§ **EXERCISE DESCRIPTION**: Format every line of the records below as a numbered list, skipping blank lines. Leave the pictures out of your answer.

[Records of labeled points]
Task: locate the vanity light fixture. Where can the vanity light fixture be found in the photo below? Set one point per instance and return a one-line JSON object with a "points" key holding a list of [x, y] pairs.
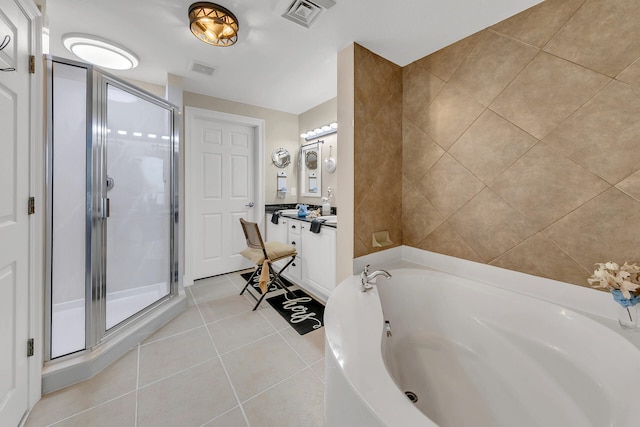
{"points": [[213, 24], [320, 131], [99, 51]]}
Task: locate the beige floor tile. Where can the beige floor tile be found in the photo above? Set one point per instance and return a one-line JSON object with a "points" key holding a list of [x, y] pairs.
{"points": [[238, 280], [259, 365], [208, 289], [296, 402], [309, 346], [239, 330], [189, 398], [545, 93], [120, 412], [318, 369], [185, 321], [233, 418], [222, 308], [170, 355], [112, 382], [544, 186]]}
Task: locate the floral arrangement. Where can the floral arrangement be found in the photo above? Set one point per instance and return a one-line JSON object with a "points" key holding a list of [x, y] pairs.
{"points": [[623, 281]]}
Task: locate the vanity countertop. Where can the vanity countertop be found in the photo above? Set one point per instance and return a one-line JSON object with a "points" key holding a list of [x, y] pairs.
{"points": [[305, 219]]}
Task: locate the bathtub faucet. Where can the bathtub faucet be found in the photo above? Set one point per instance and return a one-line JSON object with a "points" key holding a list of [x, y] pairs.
{"points": [[365, 277]]}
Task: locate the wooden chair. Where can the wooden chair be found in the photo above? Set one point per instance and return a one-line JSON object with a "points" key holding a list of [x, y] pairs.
{"points": [[263, 255]]}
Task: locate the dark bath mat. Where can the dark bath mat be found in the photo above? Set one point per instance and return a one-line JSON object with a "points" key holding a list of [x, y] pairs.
{"points": [[303, 313]]}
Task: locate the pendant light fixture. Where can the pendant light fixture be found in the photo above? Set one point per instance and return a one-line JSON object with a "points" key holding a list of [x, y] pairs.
{"points": [[213, 24]]}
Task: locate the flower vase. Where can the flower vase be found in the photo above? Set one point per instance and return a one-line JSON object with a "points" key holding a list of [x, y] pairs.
{"points": [[628, 317], [628, 313]]}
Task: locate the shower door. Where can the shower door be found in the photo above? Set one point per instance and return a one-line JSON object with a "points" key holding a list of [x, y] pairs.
{"points": [[112, 202], [138, 159]]}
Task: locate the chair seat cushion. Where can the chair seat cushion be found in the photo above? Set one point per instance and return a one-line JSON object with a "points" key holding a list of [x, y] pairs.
{"points": [[275, 251]]}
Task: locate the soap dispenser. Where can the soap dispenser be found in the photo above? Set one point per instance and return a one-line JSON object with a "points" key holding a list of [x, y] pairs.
{"points": [[326, 204]]}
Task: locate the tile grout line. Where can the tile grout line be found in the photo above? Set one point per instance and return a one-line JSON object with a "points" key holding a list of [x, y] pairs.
{"points": [[302, 358], [221, 415], [277, 384], [102, 403], [224, 368]]}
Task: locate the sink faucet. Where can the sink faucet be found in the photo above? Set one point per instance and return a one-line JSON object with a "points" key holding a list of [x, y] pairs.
{"points": [[365, 277]]}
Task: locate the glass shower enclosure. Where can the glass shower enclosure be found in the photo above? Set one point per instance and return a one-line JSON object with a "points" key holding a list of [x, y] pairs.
{"points": [[112, 220]]}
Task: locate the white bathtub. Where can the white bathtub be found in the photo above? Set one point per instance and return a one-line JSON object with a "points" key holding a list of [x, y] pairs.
{"points": [[475, 355]]}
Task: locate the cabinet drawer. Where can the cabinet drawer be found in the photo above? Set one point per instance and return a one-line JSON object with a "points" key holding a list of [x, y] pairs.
{"points": [[294, 271], [294, 228]]}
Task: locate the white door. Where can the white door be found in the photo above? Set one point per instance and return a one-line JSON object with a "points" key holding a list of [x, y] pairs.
{"points": [[14, 223], [223, 176]]}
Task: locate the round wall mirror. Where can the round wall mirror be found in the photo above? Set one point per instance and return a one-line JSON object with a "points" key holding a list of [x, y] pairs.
{"points": [[281, 157], [311, 160]]}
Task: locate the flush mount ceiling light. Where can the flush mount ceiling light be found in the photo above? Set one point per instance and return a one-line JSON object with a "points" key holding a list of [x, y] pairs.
{"points": [[213, 24], [99, 51]]}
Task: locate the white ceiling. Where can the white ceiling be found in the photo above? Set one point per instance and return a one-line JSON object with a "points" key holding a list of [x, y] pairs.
{"points": [[275, 63]]}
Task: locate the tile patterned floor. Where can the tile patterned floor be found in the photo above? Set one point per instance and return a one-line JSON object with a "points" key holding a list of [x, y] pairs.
{"points": [[218, 364]]}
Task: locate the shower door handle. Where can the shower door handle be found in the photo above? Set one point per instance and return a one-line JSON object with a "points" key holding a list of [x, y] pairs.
{"points": [[106, 207]]}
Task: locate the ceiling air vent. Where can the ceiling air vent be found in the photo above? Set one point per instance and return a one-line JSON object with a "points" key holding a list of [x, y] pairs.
{"points": [[304, 12], [201, 68]]}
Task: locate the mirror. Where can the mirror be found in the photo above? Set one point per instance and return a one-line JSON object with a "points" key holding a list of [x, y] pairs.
{"points": [[311, 160], [281, 157], [310, 172]]}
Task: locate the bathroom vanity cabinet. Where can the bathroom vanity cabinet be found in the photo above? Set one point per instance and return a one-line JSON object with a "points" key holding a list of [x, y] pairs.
{"points": [[314, 268]]}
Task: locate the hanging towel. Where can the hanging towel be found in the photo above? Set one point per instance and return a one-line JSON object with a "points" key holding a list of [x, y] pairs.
{"points": [[316, 224], [264, 277], [274, 217]]}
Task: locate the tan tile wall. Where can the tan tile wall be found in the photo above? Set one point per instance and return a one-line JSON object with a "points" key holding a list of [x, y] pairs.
{"points": [[521, 143], [377, 150]]}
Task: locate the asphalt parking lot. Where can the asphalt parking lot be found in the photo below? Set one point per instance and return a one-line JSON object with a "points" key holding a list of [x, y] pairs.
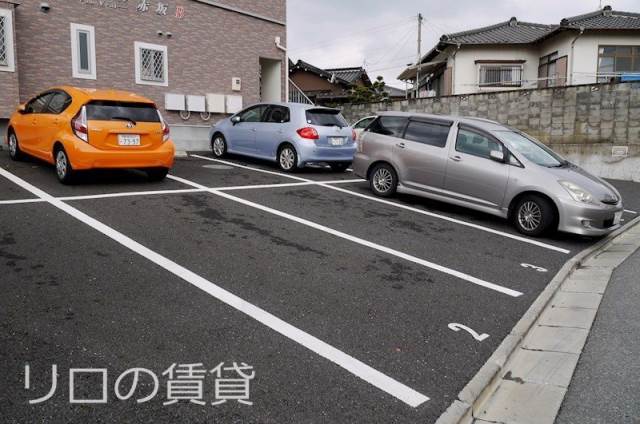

§ **THE RESPONSE**:
1. Task: locate the vanity light fixture. Where can the vanity light fixture be found in the photo below? Set one point per instance and return a one-line JSON object with a "points" key holding a list of [x, y] pairs.
2. {"points": [[213, 24], [320, 131], [99, 51]]}
3. Task: locate the beige floor tile. Where can the beige floor tile be found in the photo above? Set one point per instance and return a one-line JSON object with a "points" key holding a list of [x, y] pairs.
4. {"points": [[238, 280], [259, 365], [208, 289], [296, 402], [309, 346], [239, 330], [189, 398], [545, 93], [120, 412], [318, 369], [185, 321], [233, 418], [222, 308], [170, 355], [112, 382], [544, 186]]}
5. Task: locate the floral arrangement. Where can the floral arrangement be found in the photo above? Set one point per instance and return a one-line JSON object with a "points" key holding a list of [x, y] pairs.
6. {"points": [[623, 281]]}
7. Task: locate the vanity countertop. Where can the vanity countertop be found in the photo above? Set one point per instance and return a one-line JSON object with a "points" key holding a list of [x, y] pairs.
8. {"points": [[305, 219]]}
9. Task: locate the bathtub faucet. Where can the bathtub faucet be found in the photo above? Set one point per instance and return a one-line JSON object with a "points" key holding a list of [x, y] pairs.
10. {"points": [[365, 277]]}
11. Task: locate the wooden chair. Where can the wooden chair be found in the photo above? Set one point per instance and return a one-line JSON object with a "points" key holding a list of [x, y] pairs.
12. {"points": [[263, 255]]}
13. Task: locate the dark bath mat. Where can the dark bath mat be found in the photo above? Set one point per instance and return a one-line JSON object with a "points" key holding a list of [x, y] pairs.
14. {"points": [[303, 313]]}
15. Task: locate the pendant light fixture. Where can the pendant light fixture be found in the photo above? Set one point per instance and return a one-line JSON object with a "points" key holding a list of [x, y] pairs.
16. {"points": [[213, 24]]}
17. Task: locate the flower vase. Where can the flower vase be found in the photo above? Set one point per instance and return a one-line JSON object with a "points" key holding a list of [x, y] pairs.
18. {"points": [[628, 317], [628, 313]]}
19. Task: locate the shower door. Where can the shower door be found in the photo above? Set one point per instance and return a one-line JSON object with a "points" key holding a list of [x, y] pairs.
20. {"points": [[112, 202], [138, 159]]}
21. Task: locate the chair seat cushion. Where can the chair seat cushion be found in the photo above? Set one point per instance and return a one-line JSON object with a "points" key holding a list of [x, y] pairs.
22. {"points": [[275, 251]]}
23. Task: locate the soap dispenser. Where can the soap dispenser be found in the photo above? Set one point per instance and return a one-line JSON object with a "points" key holding a list of [x, y] pairs.
24. {"points": [[326, 204]]}
25. Task: locate the tile grout line. Where can the tile grout line be found in the photo above? Set one point per instance and return a one-line JSON object with a "points" key holding a list of [x, y] pairs.
26. {"points": [[302, 358], [221, 415], [277, 384], [102, 403], [224, 368]]}
27. Task: locate the sink faucet. Where can the sink faucet be found in the photo above? Set one point per instance and return a one-line JSON object with a "points" key holding a list of [x, y] pairs.
28. {"points": [[365, 277]]}
29. Task: locate the glass shower enclosure. Where can the glass shower enclosure be found in the photo above? Set one point per instance and return a one-line JSON object with a "points" key holding a list of [x, y] pairs.
30. {"points": [[112, 220]]}
31. Task: locate the white bathtub. Where can the white bathtub be found in the photo above? Set one point per instance and return a one-line JSON object with a "points" key holding a list of [x, y] pairs.
32. {"points": [[475, 355]]}
33. Task: locate the cabinet drawer. Where can the cabinet drawer be found in the photo above? Set one point per instance and return a one-line JSON object with a "points" key holding a list of [x, y] pairs.
34. {"points": [[294, 271], [294, 228]]}
35. Task: locate the white door. Where can the white door be found in the photo above? Set one point per instance and return a one-line JSON object with a "points" key holding a list of [x, y] pairs.
36. {"points": [[14, 223], [223, 176]]}
37. Task: locate the round wall mirror. Where can the round wall mirror be found in the photo above? Set one point per instance and return a one-line JSON object with a "points" key holding a list of [x, y] pairs.
38. {"points": [[281, 157], [311, 160]]}
39. Task: locate the flush mount ceiling light. Where can the flush mount ceiling light be found in the photo above? Set one point per instance and return a one-line JSON object with a "points" key holding a list of [x, y] pairs.
40. {"points": [[213, 24], [99, 51]]}
41. Task: locate the white ceiling. Where can the white ceiling be found in the photo above? Set one point per instance and return a one-line JSON object with a "points" key holding a list of [x, y] pairs.
42. {"points": [[275, 63]]}
43. Task: locate the tile patterned floor. Where can the tile patterned floor be found in the photo above? Set one point per instance and return a one-line JSON object with a "points" key holding a list of [x, y] pairs.
44. {"points": [[218, 364]]}
45. Task: locate the shower door handle. Where can the shower door handle be found in the photo above? Set one point per instance and return a one-line JSON object with a "points" key holding a list of [x, y] pairs.
46. {"points": [[106, 207]]}
47. Task: locate the ceiling air vent. Where can the ceiling air vent be found in the photo above? Set one point per instance and return a one-line JSON object with a "points" key holding a list of [x, y] pairs.
48. {"points": [[304, 12], [201, 68]]}
49. Task: locate the mirror. Where can the mirror be found in the photo above? Set one point per instance and return a one-line JSON object with a "points" key holding a list of [x, y] pairs.
50. {"points": [[311, 160], [281, 157], [310, 172]]}
51. Task: locate the bathroom vanity cabinet. Where can the bathroom vanity cabinet be found in the photo above? Set one point per instance and return a one-line JSON object with a "points" key holding a list of [x, y] pairs.
52. {"points": [[314, 268]]}
53. Task: locate the hanging towel. Where can the hanging towel be found in the photo above? Set one point per instance and return a one-line JSON object with a "points" key holding a list of [x, y] pairs.
54. {"points": [[316, 224], [264, 277], [274, 217]]}
55. Task: locate the tan tile wall. Where can the tan tile wall be found in the photo above? Set one point per instance and return a one-line JSON object with a "points" key holding a list of [x, y] pairs.
56. {"points": [[521, 143], [377, 150]]}
57. Task: locate the asphalt parking lot. Where can the asphalt parking lot be found in the photo below? Set one point per instance and return a one-line JSON object with a "points" key holding a list of [x, y] pairs.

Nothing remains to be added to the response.